Copy out the line containing "of the gravel" and each line after it, through the last one in the material, exactly as written.

(Data listing)
══════

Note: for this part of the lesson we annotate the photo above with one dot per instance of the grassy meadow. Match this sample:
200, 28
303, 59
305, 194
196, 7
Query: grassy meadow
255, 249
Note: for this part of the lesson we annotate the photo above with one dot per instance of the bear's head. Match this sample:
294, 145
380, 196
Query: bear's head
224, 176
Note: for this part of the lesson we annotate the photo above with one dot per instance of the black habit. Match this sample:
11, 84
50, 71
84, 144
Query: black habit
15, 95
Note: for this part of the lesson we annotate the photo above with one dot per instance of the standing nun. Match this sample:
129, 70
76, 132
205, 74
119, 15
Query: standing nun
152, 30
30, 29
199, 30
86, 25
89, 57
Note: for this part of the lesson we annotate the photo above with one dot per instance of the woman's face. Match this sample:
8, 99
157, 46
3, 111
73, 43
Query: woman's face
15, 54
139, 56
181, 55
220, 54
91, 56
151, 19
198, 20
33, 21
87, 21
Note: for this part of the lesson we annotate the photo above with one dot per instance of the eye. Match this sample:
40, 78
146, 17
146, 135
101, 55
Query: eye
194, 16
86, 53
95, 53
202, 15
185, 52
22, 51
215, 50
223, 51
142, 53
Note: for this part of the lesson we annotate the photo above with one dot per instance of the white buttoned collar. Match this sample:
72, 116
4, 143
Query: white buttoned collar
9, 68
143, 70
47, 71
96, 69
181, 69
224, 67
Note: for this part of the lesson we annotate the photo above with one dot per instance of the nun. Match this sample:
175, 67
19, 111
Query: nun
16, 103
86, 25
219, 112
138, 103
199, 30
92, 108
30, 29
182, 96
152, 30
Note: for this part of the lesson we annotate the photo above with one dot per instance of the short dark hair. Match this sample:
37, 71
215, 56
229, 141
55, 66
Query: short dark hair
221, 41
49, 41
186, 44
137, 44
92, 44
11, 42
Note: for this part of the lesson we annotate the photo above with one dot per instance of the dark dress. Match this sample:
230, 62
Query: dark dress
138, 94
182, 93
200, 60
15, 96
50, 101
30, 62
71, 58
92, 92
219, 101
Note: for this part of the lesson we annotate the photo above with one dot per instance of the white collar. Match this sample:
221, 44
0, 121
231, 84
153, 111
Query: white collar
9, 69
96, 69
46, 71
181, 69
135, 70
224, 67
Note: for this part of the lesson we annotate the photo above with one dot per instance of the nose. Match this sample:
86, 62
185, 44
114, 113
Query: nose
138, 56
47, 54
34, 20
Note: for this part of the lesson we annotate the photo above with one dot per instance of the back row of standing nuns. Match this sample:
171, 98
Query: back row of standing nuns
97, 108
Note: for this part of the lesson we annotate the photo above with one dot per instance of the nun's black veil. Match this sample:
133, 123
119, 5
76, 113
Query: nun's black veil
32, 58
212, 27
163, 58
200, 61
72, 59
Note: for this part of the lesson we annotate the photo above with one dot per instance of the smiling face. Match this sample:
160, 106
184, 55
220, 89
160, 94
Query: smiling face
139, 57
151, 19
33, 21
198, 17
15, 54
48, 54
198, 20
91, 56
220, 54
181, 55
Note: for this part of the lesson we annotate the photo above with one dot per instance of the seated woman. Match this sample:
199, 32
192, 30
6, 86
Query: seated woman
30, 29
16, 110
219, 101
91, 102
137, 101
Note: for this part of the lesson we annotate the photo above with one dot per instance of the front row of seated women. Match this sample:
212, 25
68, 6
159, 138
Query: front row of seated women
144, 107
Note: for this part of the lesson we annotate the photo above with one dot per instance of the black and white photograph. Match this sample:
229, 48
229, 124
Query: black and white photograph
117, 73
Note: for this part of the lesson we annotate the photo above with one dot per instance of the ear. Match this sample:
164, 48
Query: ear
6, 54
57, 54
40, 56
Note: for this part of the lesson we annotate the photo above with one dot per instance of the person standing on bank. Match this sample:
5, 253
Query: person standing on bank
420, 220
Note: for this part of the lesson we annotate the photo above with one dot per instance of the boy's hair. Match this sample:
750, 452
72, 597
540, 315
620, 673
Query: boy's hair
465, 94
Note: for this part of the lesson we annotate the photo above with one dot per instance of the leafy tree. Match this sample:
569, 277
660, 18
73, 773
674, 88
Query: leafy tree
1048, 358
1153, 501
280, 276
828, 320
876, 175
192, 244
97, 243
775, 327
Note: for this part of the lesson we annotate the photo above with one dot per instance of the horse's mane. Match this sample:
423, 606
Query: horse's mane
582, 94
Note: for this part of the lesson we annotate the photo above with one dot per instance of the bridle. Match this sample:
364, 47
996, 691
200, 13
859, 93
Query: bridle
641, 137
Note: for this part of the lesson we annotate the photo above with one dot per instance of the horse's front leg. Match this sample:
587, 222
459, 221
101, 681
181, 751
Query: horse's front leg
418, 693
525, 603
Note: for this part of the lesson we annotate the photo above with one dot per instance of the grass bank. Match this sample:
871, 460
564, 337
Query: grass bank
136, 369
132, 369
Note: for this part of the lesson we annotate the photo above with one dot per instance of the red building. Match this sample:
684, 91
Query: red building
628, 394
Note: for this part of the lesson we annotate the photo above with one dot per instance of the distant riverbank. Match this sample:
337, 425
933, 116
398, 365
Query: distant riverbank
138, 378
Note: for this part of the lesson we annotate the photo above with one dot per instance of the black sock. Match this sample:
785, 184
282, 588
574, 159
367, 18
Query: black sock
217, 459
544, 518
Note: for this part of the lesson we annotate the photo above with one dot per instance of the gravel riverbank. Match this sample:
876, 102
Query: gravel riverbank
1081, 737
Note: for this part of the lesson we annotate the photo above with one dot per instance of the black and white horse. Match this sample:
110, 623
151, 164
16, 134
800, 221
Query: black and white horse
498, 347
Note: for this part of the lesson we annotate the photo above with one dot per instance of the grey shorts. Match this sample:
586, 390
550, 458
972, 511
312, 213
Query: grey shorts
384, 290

══════

[Response to this task]
Note: for this part of the lesson we annotate the photo above with one dot per instance of the gravel riverbank. Match this sample:
876, 102
Query: gravel riverbank
1081, 737
Note: for this part of the lesson we annotate the photo above with one dot per instance of the black and white horse. Match this sample:
110, 623
151, 164
16, 134
800, 221
Query: black and white horse
498, 347
Note: for this part of the lesson we annotate the photo above with one dot per instance of the grey shorts. Match this sample:
586, 390
550, 458
972, 511
312, 213
Query: grey shorts
384, 290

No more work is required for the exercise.